#### Written problem:
Could you reproduce all of the items below word for word, leaving the pictures out?

★ ★ ★ ★ ★ ★ ★

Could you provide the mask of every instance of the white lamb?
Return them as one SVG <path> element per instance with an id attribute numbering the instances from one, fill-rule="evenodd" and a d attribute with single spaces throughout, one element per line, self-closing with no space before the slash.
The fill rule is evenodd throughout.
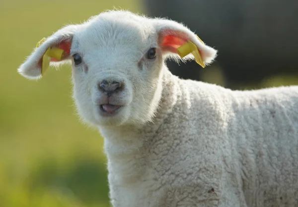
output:
<path id="1" fill-rule="evenodd" d="M 18 71 L 40 78 L 50 47 L 72 61 L 78 111 L 104 138 L 113 207 L 298 207 L 298 87 L 180 79 L 164 60 L 189 40 L 212 61 L 182 24 L 110 11 L 59 30 Z"/>

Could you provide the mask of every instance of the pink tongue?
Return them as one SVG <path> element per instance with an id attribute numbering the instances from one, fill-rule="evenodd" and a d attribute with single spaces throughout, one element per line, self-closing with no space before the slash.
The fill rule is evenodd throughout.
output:
<path id="1" fill-rule="evenodd" d="M 111 105 L 110 104 L 104 104 L 102 105 L 102 108 L 104 109 L 105 111 L 108 113 L 111 113 L 111 112 L 114 111 L 118 108 L 119 108 L 119 105 Z"/>

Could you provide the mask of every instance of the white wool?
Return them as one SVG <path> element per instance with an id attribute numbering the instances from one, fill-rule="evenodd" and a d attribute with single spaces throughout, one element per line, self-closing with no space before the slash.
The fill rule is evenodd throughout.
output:
<path id="1" fill-rule="evenodd" d="M 182 24 L 110 11 L 59 30 L 18 71 L 40 78 L 43 53 L 65 40 L 65 59 L 80 55 L 74 100 L 104 138 L 114 207 L 298 206 L 298 87 L 232 91 L 180 79 L 164 63 L 178 57 L 162 45 L 169 34 L 194 42 L 205 63 L 216 55 Z M 103 80 L 122 88 L 108 99 Z M 108 102 L 122 107 L 104 115 Z"/>

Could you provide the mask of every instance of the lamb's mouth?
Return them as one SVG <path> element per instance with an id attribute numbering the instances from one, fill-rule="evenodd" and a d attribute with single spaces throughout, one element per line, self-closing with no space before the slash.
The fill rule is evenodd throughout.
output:
<path id="1" fill-rule="evenodd" d="M 111 116 L 115 114 L 122 107 L 122 105 L 113 105 L 110 104 L 98 105 L 100 113 L 104 115 Z"/>

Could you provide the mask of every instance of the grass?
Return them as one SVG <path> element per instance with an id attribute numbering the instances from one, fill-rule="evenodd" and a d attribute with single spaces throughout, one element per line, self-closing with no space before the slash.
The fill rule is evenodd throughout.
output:
<path id="1" fill-rule="evenodd" d="M 138 0 L 0 1 L 0 207 L 108 207 L 103 140 L 79 123 L 71 71 L 29 81 L 16 72 L 38 41 L 103 10 L 140 12 Z"/>

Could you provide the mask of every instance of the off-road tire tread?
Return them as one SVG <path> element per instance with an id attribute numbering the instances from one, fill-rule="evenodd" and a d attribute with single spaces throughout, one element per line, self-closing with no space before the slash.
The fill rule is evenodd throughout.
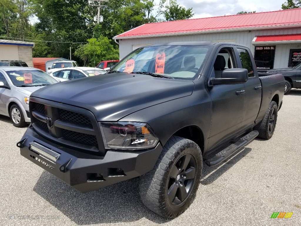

★ ★ ★ ★ ★ ★ ★

#### Response:
Could you provide the mask of every instance of the white lamb?
Return them as one SVG <path> element per instance with an id attribute numbering the instances from one, fill-rule="evenodd" and a d attribute with single spaces throughout, one element per line, self-closing with no space before the slash.
The fill rule is evenodd throughout.
output:
<path id="1" fill-rule="evenodd" d="M 18 71 L 40 78 L 50 47 L 72 61 L 78 111 L 104 138 L 113 207 L 298 207 L 298 87 L 180 79 L 164 60 L 189 40 L 212 61 L 182 24 L 110 11 L 59 30 Z"/>

Could you provide the mask of every instance of the pink tongue?
Return them as one SVG <path> element per instance with an id attribute numbering the instances from one, fill-rule="evenodd" and a d attribute with single spaces throughout, one element per line, self-closing with no space before the slash.
The fill rule is evenodd throughout.
output:
<path id="1" fill-rule="evenodd" d="M 111 105 L 110 104 L 104 104 L 102 105 L 102 108 L 104 109 L 105 111 L 108 113 L 111 113 L 111 112 L 114 111 L 118 108 L 119 108 L 119 105 Z"/>

Could you provide the mask of every instance of the white wool?
Return them as one SVG <path> element per instance with an id attribute numbering the instances from one, fill-rule="evenodd" and a d attribute with single spaces throughout, one element per line, self-closing with no space before the slash.
The fill rule is evenodd throughout.
output:
<path id="1" fill-rule="evenodd" d="M 182 24 L 110 11 L 59 30 L 18 71 L 40 78 L 43 53 L 65 40 L 65 59 L 80 55 L 74 100 L 104 138 L 114 207 L 298 206 L 298 87 L 232 91 L 180 79 L 164 63 L 178 57 L 162 45 L 169 34 L 194 42 L 205 63 L 216 55 Z M 103 80 L 122 88 L 108 99 Z M 108 102 L 122 107 L 104 115 Z"/>

Could you provide the mask of every instance of the lamb's mouth?
Return them as one SVG <path> element per instance with an id attribute numbering the instances from one, fill-rule="evenodd" and a d attribute with single spaces throughout, one element per line, self-closing with no space before the slash.
The fill rule is evenodd throughout.
output:
<path id="1" fill-rule="evenodd" d="M 111 116 L 115 114 L 122 107 L 122 105 L 113 105 L 110 104 L 98 105 L 100 113 L 104 115 Z"/>

Could you provide the mask of every instance of the grass?
Return them as one SVG <path> element per instance with an id attribute numbering the instances from one, fill-rule="evenodd" and a d attribute with single spaces throughout, one element per line, self-closing with no space before the slash.
The fill rule is evenodd throughout.
output:
<path id="1" fill-rule="evenodd" d="M 138 0 L 0 1 L 0 207 L 108 207 L 103 140 L 79 123 L 71 71 L 29 81 L 16 72 L 38 41 L 103 10 L 140 12 Z"/>

Could you provide the mask of every instance of the off-road tire tread?
Return them as one SVG <path> element per instance with an id attribute numbering the instances from one, fill-rule="evenodd" and a d attribute with single spaces throughout, one element per line, self-closing with no space before the slash.
The fill rule is evenodd throughout.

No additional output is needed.